> TASK TO COMPLETE:
Answer these questions about the Anna Karenina passage:
(a) Which line begins the section on page 854 of the 1993 Modern Library Edition?
(b) Which drug has Anna been turning to as a form of escape?
(c) Whom does Anna resolve to tell all about it and ask for help?

> GIVEN PASSAGE:
*** Block opens ***

I’ve just finished another novel that has some lovely stream of consciousness passages, Tolstoy’s Anna Karenina. It is Anna’s thoughts that are stream of consciousness, especially when she is beginning to come unhinged, as she contemplates suicide. Part 7 or Chapter 28 (page 854 of the 1993 Modern Library Edition) begins with the line, “The weather was bright.” The weather is in direct contrast with Anna’s mood. Anna is distraught. She is a married woman, who has left her husband and son to live with her lover. Her lover, Count Vronsky, with whom she has had a daughter, has recently been exercising his independence of Anna. A trapped and anxious Anna has been turning more and more to the drug morphine as a form of escape. She is certain that Vronsky is seeing other women, and is soon to abandon her for someone else. She exhibits outward signs of defensiveness, but internalizes all of her real fears. She baits and tests her lover, and when he fails, she threatens him with, “You…you will be sorry for this.” Indeed, Vronsky will be sorry, but so will Anna.
On her way to find Vronsky (ah, if only they’d had cell phones then), Anna’s thoughts are racing:
"I entreat him to forgive me. I have given in to him. I have owned myself in fault. What for? Can't I live without him?" And leaving unanswered the question how she was going to live without him, she fell to reading the signs on the shops. "Office and warehouse. Dental surgeon. Yes, I'll tell Dolly all about it. She doesn't like Vronsky. I shall be sick and ashamed, but I'll tell her. She loves me, and I'll follow her advice. I won't give in to him; I won't let him train me as he pleases. Filippov…They say they send their dough to Petersburg. The Moscow water is so good for it. Ah, the springs at Mitishtchen, and the pancakes!" And she remembered how, long, long ago, when she was a girl of seventeen, she had gone with her aunt to Troitsa. "Riding, too. Was that really me, with red hands? How much that seemed to me then splendid and out of reach has become worthless, while what I had then has gone out of my reach forever! Could I ever have believed then that I could come to such humiliation? How conceited and self-satisfied he will be when he gets my note! But I will show him.... How horrid that paint smells! Why is it they're always painting and building? Modes et robes," she read. A man bowed to her. It was Annushka's husband. "Our parasites"; she remembered how Vronsky had said that. "Our? Why our? What's so awful is that one can't tear up the past by its roots. One can't tear it out, but one can hide one's memory of it. And I'll hide it." And then she thought of her past with Alexey Alexandrovitch, of how she had blotted the memory of it out of her life. "Dolly will think I'm leaving my second husband, and so I certainly must be in the wrong. As if I cared to be right! I can't help it!" she said, and she wanted to cry. But at once she fell to wondering what those two girls could be smiling about. "Love, most likely. They don't know how dreary it is, how low.... The boulevard and the children. Three boys running, playing at horses. Seryozha! And I'm losing everything and not getting him back. Yes, I'm losing everything, if he doesn't return. Perhaps he was late for the train and has come back by now. Longing for humiliation again!" she said to herself. "No, I'll go to Dolly, and say straight out to her, I'm unhappy, I deserve this, I'm to blame, but still I'm unhappy, help me. These horses, this carriage--how loathsome I am to myself in this carriage--all his; but I won't see them again."

*** Block closes ***

Point-per-instance localization data:
*** Block opens ***

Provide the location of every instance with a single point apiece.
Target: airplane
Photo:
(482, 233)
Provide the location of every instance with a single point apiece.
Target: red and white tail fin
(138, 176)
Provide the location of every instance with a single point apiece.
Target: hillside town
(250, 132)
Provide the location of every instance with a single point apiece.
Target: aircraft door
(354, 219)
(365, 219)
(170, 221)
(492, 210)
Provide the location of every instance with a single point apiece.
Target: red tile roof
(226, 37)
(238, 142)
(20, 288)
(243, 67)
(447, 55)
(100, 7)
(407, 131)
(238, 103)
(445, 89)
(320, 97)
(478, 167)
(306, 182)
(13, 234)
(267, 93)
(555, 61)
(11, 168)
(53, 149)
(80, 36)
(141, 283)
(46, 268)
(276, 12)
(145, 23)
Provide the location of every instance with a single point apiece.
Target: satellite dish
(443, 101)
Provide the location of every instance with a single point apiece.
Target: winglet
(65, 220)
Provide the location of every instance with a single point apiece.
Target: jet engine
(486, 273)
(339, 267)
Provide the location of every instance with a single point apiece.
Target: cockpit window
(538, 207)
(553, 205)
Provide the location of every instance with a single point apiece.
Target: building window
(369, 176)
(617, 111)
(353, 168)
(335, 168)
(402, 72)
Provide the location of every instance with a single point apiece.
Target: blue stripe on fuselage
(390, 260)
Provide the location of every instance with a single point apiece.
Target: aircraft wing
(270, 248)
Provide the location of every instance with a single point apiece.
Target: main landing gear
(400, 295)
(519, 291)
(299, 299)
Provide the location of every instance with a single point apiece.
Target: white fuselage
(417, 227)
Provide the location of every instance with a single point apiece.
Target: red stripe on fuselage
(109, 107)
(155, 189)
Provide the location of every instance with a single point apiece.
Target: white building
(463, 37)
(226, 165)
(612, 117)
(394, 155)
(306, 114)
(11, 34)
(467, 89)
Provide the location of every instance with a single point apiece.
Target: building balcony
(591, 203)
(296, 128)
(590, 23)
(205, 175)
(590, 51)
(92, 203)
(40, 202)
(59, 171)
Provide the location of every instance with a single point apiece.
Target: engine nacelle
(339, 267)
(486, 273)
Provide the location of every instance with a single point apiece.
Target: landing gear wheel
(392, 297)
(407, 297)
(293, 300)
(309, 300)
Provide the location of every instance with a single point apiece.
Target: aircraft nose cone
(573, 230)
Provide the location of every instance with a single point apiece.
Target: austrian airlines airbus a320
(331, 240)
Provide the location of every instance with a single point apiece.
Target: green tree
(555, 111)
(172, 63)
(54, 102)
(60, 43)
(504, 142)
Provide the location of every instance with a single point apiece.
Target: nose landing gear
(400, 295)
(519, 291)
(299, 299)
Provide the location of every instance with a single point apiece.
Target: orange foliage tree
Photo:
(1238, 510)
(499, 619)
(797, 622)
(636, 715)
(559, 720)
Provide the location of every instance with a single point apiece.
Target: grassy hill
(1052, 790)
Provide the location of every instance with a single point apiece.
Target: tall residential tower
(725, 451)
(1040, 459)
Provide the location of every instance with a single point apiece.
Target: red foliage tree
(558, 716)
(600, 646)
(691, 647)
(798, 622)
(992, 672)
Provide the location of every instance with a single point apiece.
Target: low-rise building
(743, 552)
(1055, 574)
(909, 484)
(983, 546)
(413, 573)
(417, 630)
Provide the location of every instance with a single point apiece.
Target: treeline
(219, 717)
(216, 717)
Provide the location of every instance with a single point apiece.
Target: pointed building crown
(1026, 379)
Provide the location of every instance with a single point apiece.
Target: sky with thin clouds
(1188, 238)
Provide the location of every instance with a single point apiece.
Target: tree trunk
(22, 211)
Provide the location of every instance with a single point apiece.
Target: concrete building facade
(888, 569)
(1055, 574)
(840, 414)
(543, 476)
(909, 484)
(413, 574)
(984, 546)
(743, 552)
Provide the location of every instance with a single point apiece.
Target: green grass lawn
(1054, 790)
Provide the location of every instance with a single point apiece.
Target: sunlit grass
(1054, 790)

*** Block closes ***
*** Block opens ***

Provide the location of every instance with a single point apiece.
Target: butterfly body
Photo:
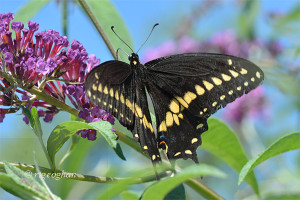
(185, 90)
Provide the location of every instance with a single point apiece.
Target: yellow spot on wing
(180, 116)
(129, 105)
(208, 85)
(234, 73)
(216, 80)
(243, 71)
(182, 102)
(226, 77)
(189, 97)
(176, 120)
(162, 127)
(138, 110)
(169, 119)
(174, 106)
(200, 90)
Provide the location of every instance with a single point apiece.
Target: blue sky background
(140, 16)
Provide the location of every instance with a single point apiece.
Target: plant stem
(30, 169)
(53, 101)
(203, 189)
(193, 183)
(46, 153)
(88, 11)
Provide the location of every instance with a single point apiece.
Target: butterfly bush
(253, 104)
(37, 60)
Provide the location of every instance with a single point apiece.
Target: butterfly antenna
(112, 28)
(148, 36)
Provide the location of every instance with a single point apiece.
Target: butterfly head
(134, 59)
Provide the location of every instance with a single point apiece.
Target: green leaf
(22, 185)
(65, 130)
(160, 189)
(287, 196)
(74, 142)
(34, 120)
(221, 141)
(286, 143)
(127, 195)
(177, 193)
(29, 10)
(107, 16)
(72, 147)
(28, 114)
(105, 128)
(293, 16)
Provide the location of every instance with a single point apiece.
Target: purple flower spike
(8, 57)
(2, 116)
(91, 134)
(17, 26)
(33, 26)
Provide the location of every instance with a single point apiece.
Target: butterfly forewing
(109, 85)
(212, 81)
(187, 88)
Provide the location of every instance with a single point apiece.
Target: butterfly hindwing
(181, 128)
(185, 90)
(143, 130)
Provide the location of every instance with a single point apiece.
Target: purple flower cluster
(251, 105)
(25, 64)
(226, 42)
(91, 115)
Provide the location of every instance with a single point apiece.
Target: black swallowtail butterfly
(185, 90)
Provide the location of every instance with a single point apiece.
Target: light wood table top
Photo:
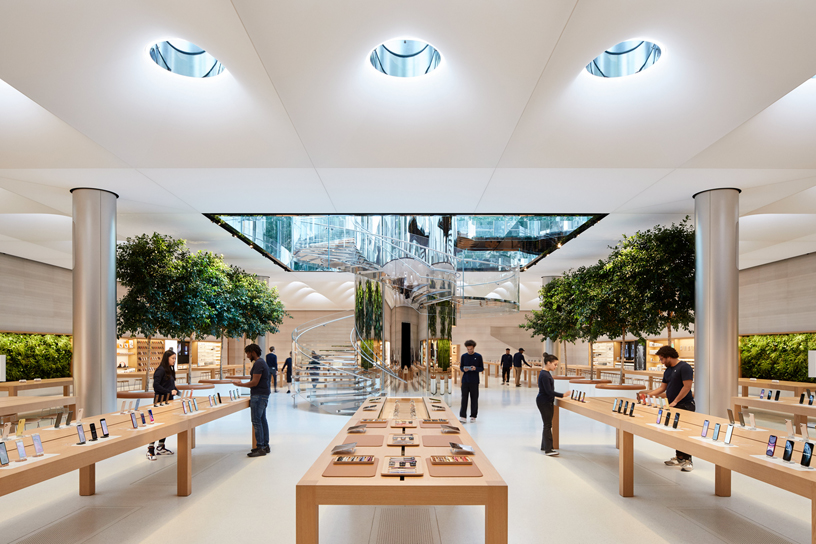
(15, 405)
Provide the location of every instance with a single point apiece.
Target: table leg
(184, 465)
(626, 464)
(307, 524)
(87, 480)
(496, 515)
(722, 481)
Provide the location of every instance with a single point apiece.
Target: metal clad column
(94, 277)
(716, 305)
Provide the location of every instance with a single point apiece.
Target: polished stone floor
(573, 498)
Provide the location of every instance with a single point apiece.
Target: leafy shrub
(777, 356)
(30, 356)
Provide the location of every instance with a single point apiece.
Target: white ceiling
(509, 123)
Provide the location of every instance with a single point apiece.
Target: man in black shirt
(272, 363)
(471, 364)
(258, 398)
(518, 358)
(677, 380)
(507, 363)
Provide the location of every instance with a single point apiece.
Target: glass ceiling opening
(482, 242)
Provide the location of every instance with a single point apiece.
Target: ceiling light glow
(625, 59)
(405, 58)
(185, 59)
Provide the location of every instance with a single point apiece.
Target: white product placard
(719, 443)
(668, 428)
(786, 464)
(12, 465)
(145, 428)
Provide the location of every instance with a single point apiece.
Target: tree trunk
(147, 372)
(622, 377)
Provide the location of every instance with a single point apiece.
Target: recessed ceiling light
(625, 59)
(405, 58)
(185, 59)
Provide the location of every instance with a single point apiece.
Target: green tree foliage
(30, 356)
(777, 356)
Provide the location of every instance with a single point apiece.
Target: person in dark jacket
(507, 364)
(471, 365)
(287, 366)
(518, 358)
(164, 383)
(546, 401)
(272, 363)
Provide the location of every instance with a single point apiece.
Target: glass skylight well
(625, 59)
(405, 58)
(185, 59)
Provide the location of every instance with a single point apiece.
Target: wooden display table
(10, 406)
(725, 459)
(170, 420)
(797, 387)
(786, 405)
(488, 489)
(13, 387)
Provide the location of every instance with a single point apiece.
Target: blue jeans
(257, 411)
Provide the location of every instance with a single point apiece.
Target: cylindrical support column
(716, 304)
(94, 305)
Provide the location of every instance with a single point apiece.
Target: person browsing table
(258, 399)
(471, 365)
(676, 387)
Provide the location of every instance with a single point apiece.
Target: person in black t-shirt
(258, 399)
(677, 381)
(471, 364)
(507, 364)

*** Block closes ***
*** Block opens ***

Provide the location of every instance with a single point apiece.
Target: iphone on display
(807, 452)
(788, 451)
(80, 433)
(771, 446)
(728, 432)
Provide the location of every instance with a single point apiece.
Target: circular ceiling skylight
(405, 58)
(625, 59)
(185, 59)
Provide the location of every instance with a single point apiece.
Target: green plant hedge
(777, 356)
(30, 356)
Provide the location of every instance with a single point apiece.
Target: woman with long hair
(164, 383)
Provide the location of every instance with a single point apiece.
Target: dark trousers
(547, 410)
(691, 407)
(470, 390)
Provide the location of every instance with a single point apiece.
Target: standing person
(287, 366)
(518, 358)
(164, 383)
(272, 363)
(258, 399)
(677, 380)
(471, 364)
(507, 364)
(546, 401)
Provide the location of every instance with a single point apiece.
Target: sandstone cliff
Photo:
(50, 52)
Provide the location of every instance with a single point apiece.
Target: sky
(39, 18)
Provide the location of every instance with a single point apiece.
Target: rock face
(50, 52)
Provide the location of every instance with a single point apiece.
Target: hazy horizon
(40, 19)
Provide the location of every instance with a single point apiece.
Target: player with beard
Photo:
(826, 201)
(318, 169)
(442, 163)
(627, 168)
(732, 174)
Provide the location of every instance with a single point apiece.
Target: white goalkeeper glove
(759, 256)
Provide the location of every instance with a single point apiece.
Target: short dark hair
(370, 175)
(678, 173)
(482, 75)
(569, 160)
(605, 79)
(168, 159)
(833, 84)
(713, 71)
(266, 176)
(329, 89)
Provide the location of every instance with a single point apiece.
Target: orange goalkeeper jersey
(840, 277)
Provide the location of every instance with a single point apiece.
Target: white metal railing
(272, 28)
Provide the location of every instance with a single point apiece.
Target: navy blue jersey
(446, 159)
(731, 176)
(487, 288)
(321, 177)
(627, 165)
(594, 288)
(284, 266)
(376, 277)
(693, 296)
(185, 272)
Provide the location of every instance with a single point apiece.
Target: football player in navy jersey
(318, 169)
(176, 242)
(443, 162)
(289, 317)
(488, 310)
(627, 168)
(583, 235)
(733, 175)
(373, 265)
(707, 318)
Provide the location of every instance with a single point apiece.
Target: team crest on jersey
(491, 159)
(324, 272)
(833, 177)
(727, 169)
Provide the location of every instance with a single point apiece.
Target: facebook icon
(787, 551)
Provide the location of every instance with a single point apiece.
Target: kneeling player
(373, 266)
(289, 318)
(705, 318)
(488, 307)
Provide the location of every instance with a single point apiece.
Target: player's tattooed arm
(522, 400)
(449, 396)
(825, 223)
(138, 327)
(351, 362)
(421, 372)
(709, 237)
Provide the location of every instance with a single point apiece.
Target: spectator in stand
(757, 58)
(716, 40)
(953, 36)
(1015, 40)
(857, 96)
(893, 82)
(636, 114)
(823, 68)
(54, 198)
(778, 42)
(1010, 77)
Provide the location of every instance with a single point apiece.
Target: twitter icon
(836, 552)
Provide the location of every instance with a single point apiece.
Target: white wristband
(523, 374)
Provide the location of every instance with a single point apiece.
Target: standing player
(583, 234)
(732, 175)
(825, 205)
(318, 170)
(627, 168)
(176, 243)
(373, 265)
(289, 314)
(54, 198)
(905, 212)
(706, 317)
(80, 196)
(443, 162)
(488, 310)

*** Block closes ***

> PROBLEM SOLUTION:
(a) "The weather was bright."
(b) Morphine.
(c) Dolly.